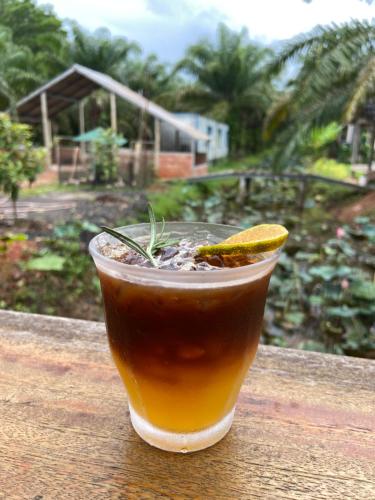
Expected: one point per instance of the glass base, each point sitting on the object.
(177, 441)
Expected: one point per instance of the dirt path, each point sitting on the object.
(56, 208)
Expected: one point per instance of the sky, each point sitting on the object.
(167, 27)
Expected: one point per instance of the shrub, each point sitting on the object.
(330, 168)
(19, 161)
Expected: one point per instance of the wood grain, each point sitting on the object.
(304, 426)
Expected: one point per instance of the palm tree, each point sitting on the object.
(100, 50)
(230, 84)
(17, 72)
(335, 81)
(37, 28)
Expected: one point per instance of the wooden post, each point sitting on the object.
(244, 185)
(156, 145)
(302, 194)
(112, 98)
(45, 125)
(81, 116)
(372, 146)
(356, 138)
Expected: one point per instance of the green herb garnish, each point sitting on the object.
(157, 240)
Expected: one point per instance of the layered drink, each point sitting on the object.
(183, 330)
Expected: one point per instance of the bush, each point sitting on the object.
(330, 168)
(19, 161)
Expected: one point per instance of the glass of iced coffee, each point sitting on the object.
(183, 330)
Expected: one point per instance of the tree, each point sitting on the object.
(230, 84)
(17, 75)
(19, 161)
(100, 50)
(37, 29)
(335, 81)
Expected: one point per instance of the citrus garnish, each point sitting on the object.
(257, 239)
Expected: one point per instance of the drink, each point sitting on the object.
(183, 340)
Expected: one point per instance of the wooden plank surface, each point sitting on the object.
(304, 426)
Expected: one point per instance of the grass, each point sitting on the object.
(49, 188)
(246, 163)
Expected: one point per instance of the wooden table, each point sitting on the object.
(304, 426)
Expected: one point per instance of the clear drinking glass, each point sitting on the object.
(182, 341)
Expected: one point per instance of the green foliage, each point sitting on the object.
(330, 168)
(19, 161)
(47, 262)
(60, 277)
(335, 81)
(321, 137)
(8, 239)
(322, 288)
(105, 153)
(230, 84)
(170, 203)
(100, 50)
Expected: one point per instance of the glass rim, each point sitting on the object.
(123, 270)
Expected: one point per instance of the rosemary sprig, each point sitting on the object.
(157, 241)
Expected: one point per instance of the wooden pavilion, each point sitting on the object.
(75, 84)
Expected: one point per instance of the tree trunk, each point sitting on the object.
(372, 145)
(14, 205)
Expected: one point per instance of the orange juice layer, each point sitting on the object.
(181, 399)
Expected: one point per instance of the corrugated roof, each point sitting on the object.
(78, 82)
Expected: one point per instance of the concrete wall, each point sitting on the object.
(218, 145)
(178, 165)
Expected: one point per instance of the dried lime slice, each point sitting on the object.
(257, 239)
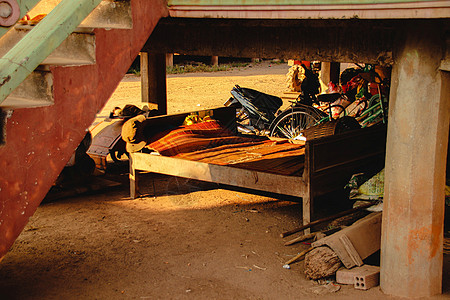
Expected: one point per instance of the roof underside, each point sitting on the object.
(310, 9)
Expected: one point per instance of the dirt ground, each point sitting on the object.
(183, 239)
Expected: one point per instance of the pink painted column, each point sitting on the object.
(413, 217)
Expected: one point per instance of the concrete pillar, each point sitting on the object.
(214, 60)
(153, 80)
(329, 71)
(413, 216)
(169, 59)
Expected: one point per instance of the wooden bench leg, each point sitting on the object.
(307, 212)
(133, 179)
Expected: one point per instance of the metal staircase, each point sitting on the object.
(54, 78)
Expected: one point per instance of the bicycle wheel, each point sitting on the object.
(292, 121)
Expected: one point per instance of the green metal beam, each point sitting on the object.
(25, 6)
(26, 55)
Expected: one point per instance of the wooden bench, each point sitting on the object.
(329, 163)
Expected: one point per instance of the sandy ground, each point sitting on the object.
(184, 239)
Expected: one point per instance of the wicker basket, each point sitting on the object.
(332, 127)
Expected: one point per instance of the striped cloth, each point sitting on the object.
(210, 143)
(195, 137)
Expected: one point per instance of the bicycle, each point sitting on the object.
(294, 120)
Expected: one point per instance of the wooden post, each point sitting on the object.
(329, 71)
(413, 216)
(153, 80)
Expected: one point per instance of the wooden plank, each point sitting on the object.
(280, 184)
(25, 6)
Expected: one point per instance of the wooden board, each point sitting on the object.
(274, 183)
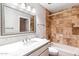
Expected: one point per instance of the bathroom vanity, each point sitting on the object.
(34, 47)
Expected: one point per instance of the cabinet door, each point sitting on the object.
(45, 53)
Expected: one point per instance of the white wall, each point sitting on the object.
(40, 19)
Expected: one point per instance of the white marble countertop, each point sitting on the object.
(20, 49)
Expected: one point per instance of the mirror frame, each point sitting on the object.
(3, 21)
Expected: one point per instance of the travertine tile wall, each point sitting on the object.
(65, 26)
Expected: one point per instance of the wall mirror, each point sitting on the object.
(16, 21)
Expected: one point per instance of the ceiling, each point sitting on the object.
(55, 7)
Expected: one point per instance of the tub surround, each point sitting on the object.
(19, 48)
(65, 50)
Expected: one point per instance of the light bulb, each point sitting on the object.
(33, 10)
(23, 5)
(28, 8)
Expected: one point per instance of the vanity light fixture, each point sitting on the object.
(33, 10)
(16, 4)
(23, 6)
(28, 8)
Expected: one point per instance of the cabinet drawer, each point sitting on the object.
(62, 53)
(39, 51)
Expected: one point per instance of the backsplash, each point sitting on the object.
(64, 27)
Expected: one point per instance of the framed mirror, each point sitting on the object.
(15, 21)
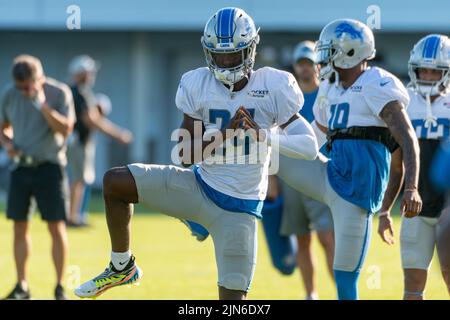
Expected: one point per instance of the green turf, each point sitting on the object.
(176, 266)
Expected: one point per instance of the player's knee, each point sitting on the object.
(415, 279)
(235, 281)
(446, 276)
(326, 239)
(20, 229)
(410, 259)
(304, 242)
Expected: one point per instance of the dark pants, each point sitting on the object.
(47, 183)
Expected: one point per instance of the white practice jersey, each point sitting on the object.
(417, 112)
(361, 104)
(272, 96)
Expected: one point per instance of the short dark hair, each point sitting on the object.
(26, 67)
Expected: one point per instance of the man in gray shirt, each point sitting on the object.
(36, 116)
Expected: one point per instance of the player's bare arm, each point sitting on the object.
(396, 173)
(93, 119)
(6, 139)
(394, 114)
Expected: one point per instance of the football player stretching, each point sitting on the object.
(224, 100)
(362, 110)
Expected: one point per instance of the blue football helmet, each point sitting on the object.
(230, 30)
(344, 43)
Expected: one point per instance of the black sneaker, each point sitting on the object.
(60, 294)
(19, 294)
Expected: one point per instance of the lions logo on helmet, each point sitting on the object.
(230, 30)
(431, 52)
(344, 43)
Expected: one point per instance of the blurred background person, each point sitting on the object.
(41, 114)
(301, 214)
(90, 112)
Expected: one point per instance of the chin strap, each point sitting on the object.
(431, 119)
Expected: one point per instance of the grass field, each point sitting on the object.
(176, 266)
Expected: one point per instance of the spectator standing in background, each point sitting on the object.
(40, 112)
(81, 148)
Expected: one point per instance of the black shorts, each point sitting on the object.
(47, 183)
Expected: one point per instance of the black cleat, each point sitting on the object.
(19, 294)
(60, 294)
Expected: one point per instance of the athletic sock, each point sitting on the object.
(120, 259)
(347, 284)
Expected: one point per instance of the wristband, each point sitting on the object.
(383, 214)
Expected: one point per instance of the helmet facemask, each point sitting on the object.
(231, 75)
(326, 53)
(429, 87)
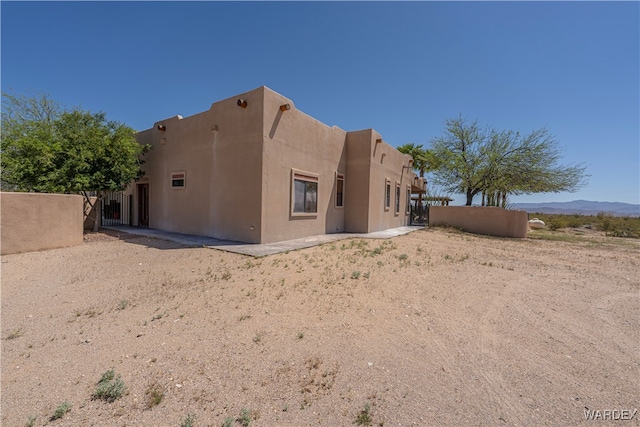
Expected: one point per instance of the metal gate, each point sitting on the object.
(116, 208)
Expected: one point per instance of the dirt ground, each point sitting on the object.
(436, 327)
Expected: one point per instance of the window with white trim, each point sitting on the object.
(304, 193)
(339, 190)
(178, 179)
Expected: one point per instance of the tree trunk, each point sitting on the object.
(470, 195)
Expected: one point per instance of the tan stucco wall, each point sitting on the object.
(37, 221)
(492, 221)
(239, 162)
(295, 140)
(221, 152)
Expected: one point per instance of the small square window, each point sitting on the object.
(178, 179)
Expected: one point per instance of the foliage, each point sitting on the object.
(110, 387)
(61, 411)
(48, 149)
(364, 416)
(476, 160)
(188, 421)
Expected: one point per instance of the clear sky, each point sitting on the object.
(400, 68)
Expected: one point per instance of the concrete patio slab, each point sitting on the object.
(258, 250)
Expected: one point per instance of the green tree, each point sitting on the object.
(48, 149)
(476, 160)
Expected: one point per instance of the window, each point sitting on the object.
(304, 193)
(178, 179)
(339, 190)
(387, 195)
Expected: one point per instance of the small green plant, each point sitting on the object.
(364, 416)
(17, 333)
(246, 416)
(155, 394)
(110, 387)
(188, 420)
(61, 411)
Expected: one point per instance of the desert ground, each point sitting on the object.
(434, 328)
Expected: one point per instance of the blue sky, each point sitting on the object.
(400, 68)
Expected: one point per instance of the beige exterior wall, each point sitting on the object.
(37, 221)
(220, 151)
(488, 220)
(239, 164)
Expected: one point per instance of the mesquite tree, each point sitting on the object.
(475, 160)
(48, 149)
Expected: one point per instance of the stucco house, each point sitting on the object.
(253, 168)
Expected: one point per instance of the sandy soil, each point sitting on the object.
(432, 328)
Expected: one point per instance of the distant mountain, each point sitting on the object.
(582, 207)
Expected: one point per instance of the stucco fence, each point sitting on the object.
(492, 221)
(37, 221)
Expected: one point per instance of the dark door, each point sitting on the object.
(143, 205)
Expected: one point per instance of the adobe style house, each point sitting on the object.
(255, 169)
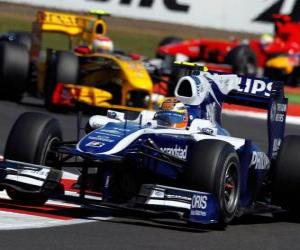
- - -
- [Task instructions]
From the line containing "Expected: one point per instance of the dark door, each" down to the last line of the entries above, copy each line exactly and nothing more. Leave pictures out.

- [Answer box]
Expected: one point per instance of the dark door, each point sitting on the object.
(143, 205)
Expected: one point per instance of the adobe style house, each point sitting on the object.
(255, 169)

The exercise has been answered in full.